Records from a collection:
[Start of section]

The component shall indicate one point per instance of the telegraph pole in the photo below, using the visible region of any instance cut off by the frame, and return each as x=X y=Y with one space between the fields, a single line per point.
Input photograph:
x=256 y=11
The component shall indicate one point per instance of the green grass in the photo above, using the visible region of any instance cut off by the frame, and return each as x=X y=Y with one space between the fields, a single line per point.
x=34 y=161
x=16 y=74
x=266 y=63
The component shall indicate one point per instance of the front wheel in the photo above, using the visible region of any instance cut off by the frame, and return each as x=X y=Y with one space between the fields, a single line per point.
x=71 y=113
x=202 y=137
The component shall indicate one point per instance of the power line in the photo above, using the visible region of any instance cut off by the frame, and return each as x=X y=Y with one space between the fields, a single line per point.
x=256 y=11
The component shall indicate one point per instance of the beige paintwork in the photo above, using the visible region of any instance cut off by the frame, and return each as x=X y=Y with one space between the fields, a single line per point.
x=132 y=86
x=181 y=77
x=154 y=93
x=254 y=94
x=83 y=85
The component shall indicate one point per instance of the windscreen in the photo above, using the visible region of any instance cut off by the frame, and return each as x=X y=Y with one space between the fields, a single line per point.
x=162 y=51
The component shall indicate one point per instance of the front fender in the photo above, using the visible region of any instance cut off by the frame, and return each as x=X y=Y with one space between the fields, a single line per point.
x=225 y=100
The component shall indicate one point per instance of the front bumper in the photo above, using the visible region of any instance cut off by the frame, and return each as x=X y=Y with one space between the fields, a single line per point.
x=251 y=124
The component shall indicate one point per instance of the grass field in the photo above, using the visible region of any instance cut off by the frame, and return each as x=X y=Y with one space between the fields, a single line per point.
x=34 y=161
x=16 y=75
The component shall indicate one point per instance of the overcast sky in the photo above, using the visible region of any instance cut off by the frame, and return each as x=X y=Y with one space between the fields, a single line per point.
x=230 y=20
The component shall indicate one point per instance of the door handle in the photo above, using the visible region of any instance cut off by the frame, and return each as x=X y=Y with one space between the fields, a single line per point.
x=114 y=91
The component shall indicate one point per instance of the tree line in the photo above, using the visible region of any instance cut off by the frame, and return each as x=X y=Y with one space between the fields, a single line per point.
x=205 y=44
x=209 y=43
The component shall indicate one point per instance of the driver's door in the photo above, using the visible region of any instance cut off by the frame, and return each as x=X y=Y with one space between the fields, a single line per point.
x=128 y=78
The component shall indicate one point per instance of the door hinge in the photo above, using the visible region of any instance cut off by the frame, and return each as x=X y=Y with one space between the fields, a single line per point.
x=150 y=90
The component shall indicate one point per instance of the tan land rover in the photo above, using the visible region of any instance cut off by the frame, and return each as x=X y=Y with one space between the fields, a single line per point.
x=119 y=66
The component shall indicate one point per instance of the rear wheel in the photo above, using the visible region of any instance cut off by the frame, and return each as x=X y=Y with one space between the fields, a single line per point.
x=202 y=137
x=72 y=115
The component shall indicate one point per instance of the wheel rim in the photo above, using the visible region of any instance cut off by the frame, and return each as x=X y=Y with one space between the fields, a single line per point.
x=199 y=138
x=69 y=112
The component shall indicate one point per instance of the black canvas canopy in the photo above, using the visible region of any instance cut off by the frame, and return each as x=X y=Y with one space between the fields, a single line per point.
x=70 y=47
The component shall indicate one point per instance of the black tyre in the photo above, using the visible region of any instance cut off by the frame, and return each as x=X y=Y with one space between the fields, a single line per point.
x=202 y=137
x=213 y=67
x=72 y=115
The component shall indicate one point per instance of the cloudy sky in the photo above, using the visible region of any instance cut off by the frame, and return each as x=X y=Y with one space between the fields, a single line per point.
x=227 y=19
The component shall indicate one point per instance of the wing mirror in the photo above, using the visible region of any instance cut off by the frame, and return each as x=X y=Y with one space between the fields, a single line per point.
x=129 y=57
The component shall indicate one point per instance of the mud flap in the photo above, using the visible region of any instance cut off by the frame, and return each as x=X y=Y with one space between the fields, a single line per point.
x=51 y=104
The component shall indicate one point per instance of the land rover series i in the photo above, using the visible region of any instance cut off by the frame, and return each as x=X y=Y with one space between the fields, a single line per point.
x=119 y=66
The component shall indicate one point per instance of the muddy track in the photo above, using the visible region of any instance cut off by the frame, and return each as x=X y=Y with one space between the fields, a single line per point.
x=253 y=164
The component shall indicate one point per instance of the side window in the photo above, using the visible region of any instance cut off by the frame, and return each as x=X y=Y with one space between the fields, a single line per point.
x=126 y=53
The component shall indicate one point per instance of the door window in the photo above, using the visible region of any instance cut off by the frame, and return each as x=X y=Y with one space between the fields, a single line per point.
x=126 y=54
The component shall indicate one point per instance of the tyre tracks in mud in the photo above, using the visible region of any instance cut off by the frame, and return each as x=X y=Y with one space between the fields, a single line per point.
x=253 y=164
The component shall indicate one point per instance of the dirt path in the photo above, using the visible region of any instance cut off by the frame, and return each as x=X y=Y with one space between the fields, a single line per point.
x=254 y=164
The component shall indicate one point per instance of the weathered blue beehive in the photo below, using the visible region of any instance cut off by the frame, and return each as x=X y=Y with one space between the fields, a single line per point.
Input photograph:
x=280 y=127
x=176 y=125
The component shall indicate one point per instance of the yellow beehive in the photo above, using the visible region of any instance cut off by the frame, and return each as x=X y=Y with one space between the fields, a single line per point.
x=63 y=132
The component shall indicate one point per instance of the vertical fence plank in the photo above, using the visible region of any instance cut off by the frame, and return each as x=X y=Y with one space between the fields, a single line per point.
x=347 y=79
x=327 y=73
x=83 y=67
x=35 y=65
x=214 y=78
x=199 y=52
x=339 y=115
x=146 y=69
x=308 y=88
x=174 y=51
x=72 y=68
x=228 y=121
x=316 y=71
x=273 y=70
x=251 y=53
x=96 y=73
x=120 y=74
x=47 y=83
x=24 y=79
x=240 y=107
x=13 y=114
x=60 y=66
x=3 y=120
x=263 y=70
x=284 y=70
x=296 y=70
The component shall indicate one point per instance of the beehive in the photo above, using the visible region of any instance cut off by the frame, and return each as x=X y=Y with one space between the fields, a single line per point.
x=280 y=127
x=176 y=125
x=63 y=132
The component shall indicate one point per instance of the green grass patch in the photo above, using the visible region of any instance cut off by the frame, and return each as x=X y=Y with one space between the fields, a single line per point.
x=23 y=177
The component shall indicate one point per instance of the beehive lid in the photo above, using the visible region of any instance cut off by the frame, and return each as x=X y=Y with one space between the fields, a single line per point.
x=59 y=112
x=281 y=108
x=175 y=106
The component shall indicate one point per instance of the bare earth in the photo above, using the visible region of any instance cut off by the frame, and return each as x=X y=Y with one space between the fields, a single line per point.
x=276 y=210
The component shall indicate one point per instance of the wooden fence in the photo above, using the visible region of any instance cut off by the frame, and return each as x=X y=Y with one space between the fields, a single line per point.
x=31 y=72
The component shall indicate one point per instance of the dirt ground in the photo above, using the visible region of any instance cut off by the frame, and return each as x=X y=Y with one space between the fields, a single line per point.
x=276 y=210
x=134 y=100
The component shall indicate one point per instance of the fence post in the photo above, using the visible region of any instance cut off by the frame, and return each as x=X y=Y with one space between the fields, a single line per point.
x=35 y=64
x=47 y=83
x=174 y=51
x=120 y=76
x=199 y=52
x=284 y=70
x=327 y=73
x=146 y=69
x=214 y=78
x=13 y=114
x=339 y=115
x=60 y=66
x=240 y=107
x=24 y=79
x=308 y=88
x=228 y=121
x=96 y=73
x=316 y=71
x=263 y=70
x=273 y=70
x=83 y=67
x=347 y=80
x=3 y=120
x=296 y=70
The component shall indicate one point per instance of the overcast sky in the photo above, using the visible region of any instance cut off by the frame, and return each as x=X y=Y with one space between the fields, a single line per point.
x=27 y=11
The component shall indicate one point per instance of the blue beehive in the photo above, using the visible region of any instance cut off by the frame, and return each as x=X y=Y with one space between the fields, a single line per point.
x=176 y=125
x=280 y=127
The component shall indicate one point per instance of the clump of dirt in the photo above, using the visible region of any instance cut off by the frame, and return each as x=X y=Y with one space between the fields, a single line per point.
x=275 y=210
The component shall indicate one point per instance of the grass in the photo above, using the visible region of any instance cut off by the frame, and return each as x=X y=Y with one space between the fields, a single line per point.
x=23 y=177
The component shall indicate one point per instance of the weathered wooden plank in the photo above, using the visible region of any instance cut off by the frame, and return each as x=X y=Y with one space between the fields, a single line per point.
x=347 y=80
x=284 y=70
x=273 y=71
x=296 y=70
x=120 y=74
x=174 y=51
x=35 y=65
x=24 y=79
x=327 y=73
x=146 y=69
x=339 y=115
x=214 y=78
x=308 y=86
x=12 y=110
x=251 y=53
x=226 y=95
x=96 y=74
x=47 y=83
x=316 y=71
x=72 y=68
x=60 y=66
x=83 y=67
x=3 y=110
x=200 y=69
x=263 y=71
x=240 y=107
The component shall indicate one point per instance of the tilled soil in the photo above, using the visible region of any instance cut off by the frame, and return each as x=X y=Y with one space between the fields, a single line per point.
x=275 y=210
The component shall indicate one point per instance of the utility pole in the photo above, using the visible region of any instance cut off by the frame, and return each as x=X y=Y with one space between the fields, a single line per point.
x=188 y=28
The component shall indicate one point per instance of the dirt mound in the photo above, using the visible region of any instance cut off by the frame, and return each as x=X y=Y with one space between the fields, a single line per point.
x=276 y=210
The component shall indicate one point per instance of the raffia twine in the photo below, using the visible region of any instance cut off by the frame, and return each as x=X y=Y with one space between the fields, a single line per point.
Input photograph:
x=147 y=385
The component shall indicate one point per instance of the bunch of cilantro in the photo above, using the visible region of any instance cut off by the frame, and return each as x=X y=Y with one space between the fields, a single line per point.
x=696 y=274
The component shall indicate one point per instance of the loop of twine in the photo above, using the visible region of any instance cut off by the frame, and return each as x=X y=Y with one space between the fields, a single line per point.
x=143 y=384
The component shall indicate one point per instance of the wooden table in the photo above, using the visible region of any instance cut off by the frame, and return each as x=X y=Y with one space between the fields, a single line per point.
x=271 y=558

[End of section]

**What to work on**
Working through the records above, copy each line in which "below" is found.

**Your solution**
The component shall indicate one point per instance of the telegraph pole in the photo below, using the visible region of any instance cut off by the frame, and return each as x=X y=Y with one space between the fields, a single line per point.
The component shall indicate one point per instance of the weathered blue beehive in the photo below, using the visible region of any instance cut off by the frame, and return each as x=X y=Y with one space between the fields, a single line per point.
The component shall indicate one point per instance of the raffia twine in the photo below, using the visible region of any instance cut off by the frame, and return each as x=X y=Y with one space between the fields, a single line per point.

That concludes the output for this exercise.